WHAT IS REQUIRED —
Extend the passage below on managing liver cirrhosis, starting after its last sentence.

There has been some improvement with liver transplant, therefore improving life expectancy. Even considering the improvements, liver transplant is not available in all cases. Some reasons are:

  • Available livers for transplant is limited.
  • The procedure is expensive.
  • Liver transplantation is a particularly hard surgery, and a long process so if someone is too weak, they can’t have one.
  • Immunosuppressants have side effects.
  • Liver transplants may work well for some but just not work for other patients with liver damage.

How to Manage Liver Cirrhosis

There are some lifestyle changes you can utilize, as well as medications to help with underlying causes, preventing your cirrhosis of the liver from getting worse. It can help to reduce additional problems.

Lifestyle Changes

There are many things you can do to improve your health and reduce your risk of having further trouble.

  • Limit and avoid alcohol, particularly if your cirrhosis is related to alcohol.
  • If you have weight to lose, get it off.
  • Exercise regularly to avoid wasting of your muscles.
  • Keep up good hygiene practices so you reduce infection risk.
  • Talk to your doctor about vaccinations you might need.
  • Talk to your doctor about medications and how they may affect your cirrhosis.

Dietary Change

  • Those with cirrhosis commonly have malnutrition. Be sure to get a balanced diet so you get the most nutrients.
  • Reduce your sodium intake to help reduce the risk of swelling in the stomach and feet. If your liver is damaged, it may also mean it can’t store glycogen, important to short-term energy.
  • In this state, the body will use muscle tissue for energy between meals, leading to weakness and muscle wasting. This may mean you need more protein and extra calories in your diet.
  • Health snacks between meals are important and should include protein. Taking three or four meals in every day is helpful.

Medication

If you are on medicine for your liver, it usually treats the cause of the cirrhosis. This may be anti-virals for your hepatitis, etc.

Ease Your Symptoms

There are some things you can do to help ease symptoms, such as:

  • Avoid salt or add some diuretics to reduce the fluid your body stores.
  • High blood pressure tablets, specifically for your main liver vein.
  • Anti-itching creams.

Managing Complications

With advanced liver cirrhosis, complications can need treatment as well.

[Point localization listing]
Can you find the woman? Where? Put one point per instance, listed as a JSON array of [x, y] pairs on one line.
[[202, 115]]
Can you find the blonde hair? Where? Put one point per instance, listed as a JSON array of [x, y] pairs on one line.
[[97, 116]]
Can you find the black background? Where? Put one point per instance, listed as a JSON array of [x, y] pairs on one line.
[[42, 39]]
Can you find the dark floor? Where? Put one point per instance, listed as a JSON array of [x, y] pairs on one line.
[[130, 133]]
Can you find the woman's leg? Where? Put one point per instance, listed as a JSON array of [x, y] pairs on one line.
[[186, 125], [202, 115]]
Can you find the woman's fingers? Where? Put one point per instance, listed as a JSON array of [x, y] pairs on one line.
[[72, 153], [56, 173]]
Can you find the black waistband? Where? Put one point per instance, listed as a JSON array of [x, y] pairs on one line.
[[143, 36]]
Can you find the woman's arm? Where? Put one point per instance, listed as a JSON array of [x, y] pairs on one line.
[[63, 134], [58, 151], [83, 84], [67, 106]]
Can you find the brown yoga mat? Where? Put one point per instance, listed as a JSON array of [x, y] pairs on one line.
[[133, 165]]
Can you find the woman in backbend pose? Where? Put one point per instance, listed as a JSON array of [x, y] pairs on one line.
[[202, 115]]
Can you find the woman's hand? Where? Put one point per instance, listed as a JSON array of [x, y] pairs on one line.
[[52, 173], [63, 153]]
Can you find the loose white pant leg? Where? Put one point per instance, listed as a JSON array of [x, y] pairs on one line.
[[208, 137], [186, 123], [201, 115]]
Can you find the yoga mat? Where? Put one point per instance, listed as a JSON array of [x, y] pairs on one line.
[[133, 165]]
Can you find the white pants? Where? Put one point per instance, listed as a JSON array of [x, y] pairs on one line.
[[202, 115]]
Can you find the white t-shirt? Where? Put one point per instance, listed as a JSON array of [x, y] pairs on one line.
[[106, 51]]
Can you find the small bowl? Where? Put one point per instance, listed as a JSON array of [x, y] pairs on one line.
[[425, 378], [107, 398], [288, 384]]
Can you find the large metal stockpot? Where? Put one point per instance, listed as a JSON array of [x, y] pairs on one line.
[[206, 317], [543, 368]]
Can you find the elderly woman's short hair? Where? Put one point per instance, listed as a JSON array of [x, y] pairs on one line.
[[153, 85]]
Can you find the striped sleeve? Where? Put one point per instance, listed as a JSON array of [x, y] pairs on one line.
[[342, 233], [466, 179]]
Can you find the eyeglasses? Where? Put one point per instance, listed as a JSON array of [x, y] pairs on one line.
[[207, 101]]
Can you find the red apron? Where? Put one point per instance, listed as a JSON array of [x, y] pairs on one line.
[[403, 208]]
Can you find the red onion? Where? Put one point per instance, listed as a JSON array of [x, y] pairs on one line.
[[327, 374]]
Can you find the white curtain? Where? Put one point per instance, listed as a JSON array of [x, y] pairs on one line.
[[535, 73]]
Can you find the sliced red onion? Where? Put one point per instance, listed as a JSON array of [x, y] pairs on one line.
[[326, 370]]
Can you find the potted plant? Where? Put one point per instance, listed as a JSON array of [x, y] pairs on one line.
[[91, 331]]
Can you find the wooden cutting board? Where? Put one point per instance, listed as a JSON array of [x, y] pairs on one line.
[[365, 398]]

RESPONSE AREA —
Swollen Veins in the Esophagus

  • If you’re vomiting blood or it’s in your stool, your gullet veins, the ones that carry food from throat to stomach, may be swollen, therefore leaking blood. This is called esophageal varices.
  • Seek urgent medical attention if this occurs. Go to your doctor or the nearest emergency room immediately.
  • An endoscopy may be used for diagnosis. There can be a number of treatments offered to reduce swelling and stop the bleeding. You may be put on beta-blockers, such as carvedilol or propranolol, reducing bleeding risk.

Fluid in Legs and Tummy

  • You can experience a build-up of fluid in your legs or stomach, because of liver cirrhosis. It is common to see this fluid retention in your ankles.
  • For this you need to take diuretics and cut salt in your diet.
  • If your stomach fluid becomes infected, you could be put on antibiotics. In some cases, the fluid will have to be drained.

Encephalopathy

Those with cirrhosis can develop other problems such as brain function (encephalopathy). This can cause symptoms such as drowsiness, confusion and trouble concentrating. This will happen because the liver isn’t clearing out toxins.

The common encephalopathy is lactulose syrup. This is used as a laxative and clears out built up toxins. Some patients are given Rifaximin for resistant cases.

Bleeding

Liver cirrhosis can make blood clotting more difficult, putting you at risk should you cut yourself. Plasma and vitamin K can be used in emergencies. You will also need to apply pressure to the cut. Make sure to get specialist advice before any procedures, even dental work.

Liver Transplant

If your liver is severely damaged by scarring, it may stop functioning completely. In this case, liver transplant is your only solution. This is major surgery, taking out the diseased liver and placing a healthy one in. You will likely have a wait, because there will be other people on the list. If you are still drinking, you can not have a liver transplant.